[Point-per-instance localization data]
------------------------------
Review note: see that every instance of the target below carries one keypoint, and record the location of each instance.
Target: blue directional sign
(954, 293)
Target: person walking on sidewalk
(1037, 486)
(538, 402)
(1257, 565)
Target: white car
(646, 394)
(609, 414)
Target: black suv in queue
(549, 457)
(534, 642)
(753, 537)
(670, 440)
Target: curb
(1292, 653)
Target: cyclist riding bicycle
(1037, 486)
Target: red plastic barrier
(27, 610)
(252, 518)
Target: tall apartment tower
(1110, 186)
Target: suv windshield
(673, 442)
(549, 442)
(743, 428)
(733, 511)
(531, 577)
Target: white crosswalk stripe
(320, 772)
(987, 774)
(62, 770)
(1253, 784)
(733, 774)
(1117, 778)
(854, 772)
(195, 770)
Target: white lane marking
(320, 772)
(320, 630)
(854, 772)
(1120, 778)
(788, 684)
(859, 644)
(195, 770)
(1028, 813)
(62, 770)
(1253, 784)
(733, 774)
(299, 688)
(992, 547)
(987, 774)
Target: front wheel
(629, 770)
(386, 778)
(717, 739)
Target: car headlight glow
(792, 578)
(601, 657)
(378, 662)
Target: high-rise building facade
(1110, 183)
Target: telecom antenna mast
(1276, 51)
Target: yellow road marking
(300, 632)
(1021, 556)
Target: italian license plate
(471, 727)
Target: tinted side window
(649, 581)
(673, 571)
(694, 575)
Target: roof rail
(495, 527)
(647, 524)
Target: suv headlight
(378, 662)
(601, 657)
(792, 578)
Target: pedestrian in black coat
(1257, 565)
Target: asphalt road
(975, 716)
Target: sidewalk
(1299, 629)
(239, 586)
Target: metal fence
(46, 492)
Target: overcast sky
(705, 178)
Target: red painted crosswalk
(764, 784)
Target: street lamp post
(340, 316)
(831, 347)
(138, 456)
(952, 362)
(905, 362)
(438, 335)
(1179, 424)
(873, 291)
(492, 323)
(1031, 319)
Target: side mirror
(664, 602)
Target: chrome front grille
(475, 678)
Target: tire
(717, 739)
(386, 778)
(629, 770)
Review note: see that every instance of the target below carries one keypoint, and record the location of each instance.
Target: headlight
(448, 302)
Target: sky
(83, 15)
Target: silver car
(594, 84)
------------------------------
▶ What is expected: Without altering a single word, reproduce the entries above.

▶ Written answer:
Review note: see that every instance of the target below carries one keypoint, and record the location of each instance.
Target: blue directional sign
(954, 293)
Target: person walking on sidewalk
(1037, 486)
(538, 402)
(1257, 565)
Target: white car
(646, 394)
(609, 414)
Target: black suv in queue
(549, 457)
(534, 642)
(753, 537)
(670, 440)
Target: curb
(1292, 653)
Target: cyclist riding bicycle
(1037, 486)
Target: red plastic barrier
(27, 610)
(252, 518)
Target: tall apartment tower
(1110, 186)
Target: suv windshield
(673, 442)
(549, 442)
(743, 428)
(733, 511)
(531, 577)
Target: white crosswalk stripe
(320, 772)
(987, 774)
(62, 770)
(1253, 784)
(733, 774)
(1117, 778)
(854, 772)
(195, 770)
Target: white lane marking
(320, 772)
(320, 630)
(854, 772)
(1120, 778)
(788, 684)
(859, 644)
(195, 770)
(1028, 813)
(62, 770)
(1253, 784)
(733, 774)
(299, 688)
(992, 547)
(987, 774)
Target: front wheel
(629, 770)
(386, 778)
(717, 739)
Target: car headlight glow
(792, 578)
(601, 657)
(378, 662)
Target: high-rise building facade
(1110, 183)
Target: telecom antenna mast
(1276, 51)
Target: yellow road marking
(300, 632)
(1021, 556)
Target: italian license plate
(471, 727)
Target: tinted side window
(649, 581)
(673, 571)
(694, 575)
Target: roof rail
(495, 527)
(647, 524)
Target: suv headlight
(378, 662)
(601, 657)
(792, 578)
Target: pedestrian in black coat
(1257, 565)
Target: asphalt road
(975, 716)
Target: sidewalk
(1299, 629)
(239, 586)
Target: metal fence
(46, 492)
Target: overcast sky
(705, 178)
Target: red painted crosswalk
(764, 784)
Target: street lamp post
(340, 316)
(831, 347)
(138, 456)
(952, 362)
(905, 362)
(438, 335)
(1179, 424)
(873, 291)
(492, 323)
(1031, 319)
Target: side mirror
(664, 602)
Target: chrome front grille
(475, 678)
Target: tire
(717, 739)
(386, 778)
(629, 770)
Review note: see that every instance of the target below carries one keypoint, and record the location of each instance.
Target: headlight
(448, 302)
Target: sky
(83, 15)
Target: silver car
(594, 84)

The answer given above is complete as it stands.